Exercise aim:
Set down each of the following lines again, word for word and in the same order.

(A block of data)
========================================
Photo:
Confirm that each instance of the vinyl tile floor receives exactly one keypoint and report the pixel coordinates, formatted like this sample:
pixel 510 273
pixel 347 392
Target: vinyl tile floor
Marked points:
========================================
The reply:
Photo:
Confirm that each instance of the vinyl tile floor receives exactly one keypoint and report the pixel coordinates, formatted like this sample:
pixel 510 273
pixel 347 392
Target: vinyl tile floor
Marked points:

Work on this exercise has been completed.